Tarefa proposta A:
Reproduza na íntegra, sem nenhuma alteração, o texto sobre a proteção de dados pessoais no processo eleitoral de 2022.

Texto fornecido:
▼▼▼
A Lei Geral de Proteção de Dados Pessoais (Lei 13.709/2018) e a Resolução 23.671/2019 do Tribunal Superior Eleitoral promoveram alterações e darão sustentação ao processo eleitoral de 2022, que irá eleger os cargos de Presidente, Governadores, Senadores, Deputados Federais e Deputados Estaduais.

E quais são as mudanças que tais alterações legais proporcionam para nós, eleitores? Esta é a pergunta que muitos de nós fazemos com a vigência da lei geral de proteção de dados pessoais, já que as campanhas eleitorais sempre foram pautadas para atingir o maior número de pessoas e o seu poder de escolha e, nem sempre foram prudentes ao obter e realizar o tratamento dos dados pessoais de cada titular, assim como não eram claramente evidenciadas as ferramentas utilizadas e a veracidade dos fatos veiculados. 

Neste âmbito, o resultado final foi que, em algumas vezes, o cenário pré-eleitoral no Brasil e no mundo mudou o rumo da história, elegendo aquele que conseguiu elevar seu público e sua reputação no uso e investimentos em novas formas de comunicação com os eleitores – a internet, as redes sociais e os aplicativos de mensagens instantâneas. 

Em contrapartida, as mesmas formas de comunicação também foram utilizadas de forma indevida para realizar contato não autorizado, além de divulgar e denegrir a reputação de candidatos e candidatas com fatos distorcidos e inverídicos, que o direito de resposta nem sempre permitiu atingir e trazer o esclarecimento verdadeiro dos fatos ao mesmo público que viu a tal notícia falsa (“fake news”) circular e ser compartilhada nas mídias sociais.

Como está o cenário do processo eleitoral de 2022?

O cenário que estamos vivendo em 2022 demonstra que este ano haverá um tratamento diferenciado no processo eleitoral, pois estamos diante de novas regras que foram estabelecidas para garantir a privacidade e a proteção dos  dados pessoais.
▲▲▲
Tarefa proposta B:
Nos registros, comece na linha que contém "Reviewer note: confirm that every instance of the man's hand" e pare depois da linha que contém "<point>426,136</point>". Reescreva só esse trecho, trocando "keypoint" por "marker" e mantendo todo o resto idêntico.

(Rótulos de pontos de objetos)
▼▼▼
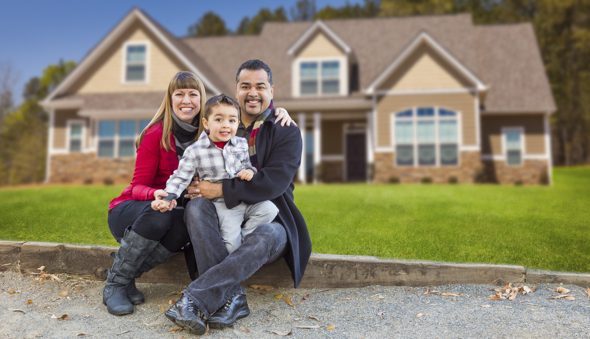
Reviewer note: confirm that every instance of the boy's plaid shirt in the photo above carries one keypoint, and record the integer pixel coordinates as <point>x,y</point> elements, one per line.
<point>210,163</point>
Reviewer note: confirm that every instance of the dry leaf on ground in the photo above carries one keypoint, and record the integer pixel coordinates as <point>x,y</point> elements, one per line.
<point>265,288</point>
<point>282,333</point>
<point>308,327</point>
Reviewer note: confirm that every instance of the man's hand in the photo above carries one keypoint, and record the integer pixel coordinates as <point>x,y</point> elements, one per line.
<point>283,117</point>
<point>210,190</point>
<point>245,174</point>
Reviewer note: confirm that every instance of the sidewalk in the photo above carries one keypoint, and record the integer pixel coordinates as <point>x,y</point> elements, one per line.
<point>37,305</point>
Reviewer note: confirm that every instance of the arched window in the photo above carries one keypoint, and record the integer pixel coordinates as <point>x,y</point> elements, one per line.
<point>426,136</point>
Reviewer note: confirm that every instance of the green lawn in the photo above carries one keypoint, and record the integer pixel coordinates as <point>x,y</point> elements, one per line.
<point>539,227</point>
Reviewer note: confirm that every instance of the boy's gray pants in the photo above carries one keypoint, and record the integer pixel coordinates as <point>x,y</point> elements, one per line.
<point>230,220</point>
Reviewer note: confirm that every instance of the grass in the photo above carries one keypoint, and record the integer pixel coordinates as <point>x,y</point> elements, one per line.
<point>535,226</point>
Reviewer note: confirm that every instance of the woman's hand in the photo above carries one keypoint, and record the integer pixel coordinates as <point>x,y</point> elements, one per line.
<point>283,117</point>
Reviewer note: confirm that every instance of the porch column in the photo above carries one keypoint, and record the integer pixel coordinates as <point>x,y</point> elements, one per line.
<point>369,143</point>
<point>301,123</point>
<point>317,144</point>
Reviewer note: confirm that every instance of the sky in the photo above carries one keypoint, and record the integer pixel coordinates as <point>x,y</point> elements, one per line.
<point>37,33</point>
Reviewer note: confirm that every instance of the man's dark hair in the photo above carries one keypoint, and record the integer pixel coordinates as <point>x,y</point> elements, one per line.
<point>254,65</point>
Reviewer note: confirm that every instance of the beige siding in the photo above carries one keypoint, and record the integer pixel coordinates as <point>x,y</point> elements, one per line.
▲▲▲
▼▼▼
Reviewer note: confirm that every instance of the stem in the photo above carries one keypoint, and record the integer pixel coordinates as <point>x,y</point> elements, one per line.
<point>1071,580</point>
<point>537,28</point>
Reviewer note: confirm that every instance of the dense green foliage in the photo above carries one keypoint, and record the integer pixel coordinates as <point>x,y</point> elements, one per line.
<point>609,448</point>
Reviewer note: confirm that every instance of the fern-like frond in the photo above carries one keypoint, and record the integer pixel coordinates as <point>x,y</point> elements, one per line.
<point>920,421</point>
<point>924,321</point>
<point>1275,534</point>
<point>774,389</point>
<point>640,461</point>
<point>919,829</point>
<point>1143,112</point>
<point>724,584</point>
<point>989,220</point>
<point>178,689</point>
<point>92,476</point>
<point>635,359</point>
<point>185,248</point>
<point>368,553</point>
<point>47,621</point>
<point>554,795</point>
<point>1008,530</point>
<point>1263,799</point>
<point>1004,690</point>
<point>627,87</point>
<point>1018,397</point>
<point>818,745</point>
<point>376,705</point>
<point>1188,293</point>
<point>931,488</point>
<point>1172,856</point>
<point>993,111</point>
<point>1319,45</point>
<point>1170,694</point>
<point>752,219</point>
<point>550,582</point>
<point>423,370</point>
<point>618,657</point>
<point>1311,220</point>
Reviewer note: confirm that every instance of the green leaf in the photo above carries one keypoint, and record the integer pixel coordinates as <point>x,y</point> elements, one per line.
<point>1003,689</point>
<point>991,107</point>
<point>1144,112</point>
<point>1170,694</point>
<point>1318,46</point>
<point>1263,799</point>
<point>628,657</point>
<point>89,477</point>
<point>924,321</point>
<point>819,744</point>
▲▲▲
Resultado do exercício A:
A Lei Geral de Proteção de Dados Pessoais (Lei 13.709/2018) e a Resolução 23.671/2019 do Tribunal Superior Eleitoral promoveram alterações e darão sustentação ao processo eleitoral de 2022, que irá eleger os cargos de Presidente, Governadores, Senadores, Deputados Federais e Deputados Estaduais.

E quais são as mudanças que tais alterações legais proporcionam para nós, eleitores? Esta é a pergunta que muitos de nós fazemos com a vigência da lei geral de proteção de dados pessoais, já que as campanhas eleitorais sempre foram pautadas para atingir o maior número de pessoas e o seu poder de escolha e, nem sempre foram prudentes ao obter e realizar o tratamento dos dados pessoais de cada titular, assim como não eram claramente evidenciadas as ferramentas utilizadas e a veracidade dos fatos veiculados. 

Neste âmbito, o resultado final foi que, em algumas vezes, o cenário pré-eleitoral no Brasil e no mundo mudou o rumo da história, elegendo aquele que conseguiu elevar seu público e sua reputação no uso e investimentos em novas formas de comunicação com os eleitores – a internet, as redes sociais e os aplicativos de mensagens instantâneas. 

Em contrapartida, as mesmas formas de comunicação também foram utilizadas de forma indevida para realizar contato não autorizado, além de divulgar e denegrir a reputação de candidatos e candidatas com fatos distorcidos e inverídicos, que o direito de resposta nem sempre permitiu atingir e trazer o esclarecimento verdadeiro dos fatos ao mesmo público que viu a tal notícia falsa (“fake news”) circular e ser compartilhada nas mídias sociais.

Como está o cenário do processo eleitoral de 2022?

O cenário que estamos vivendo em 2022 demonstra que este ano haverá um tratamento diferenciado no processo eleitoral, pois estamos diante de novas regras que foram estabelecidas para garantir a privacidade e a proteção dos  dados pessoais.

Resultado do exercício B:
Reviewer note: confirm that every instance of the man's hand in the photo above carries one marker, and record the integer pixel coordinates as <point>x,y</point> elements, one per line.
<point>283,117</point>
<point>210,190</point>
<point>245,174</point>
Reviewer note: confirm that every instance of the sidewalk in the photo above carries one marker, and record the integer pixel coordinates as <point>x,y</point> elements, one per line.
<point>37,305</point>
Reviewer note: confirm that every instance of the arched window in the photo above carries one marker, and record the integer pixel coordinates as <point>x,y</point> elements, one per line.
<point>426,136</point>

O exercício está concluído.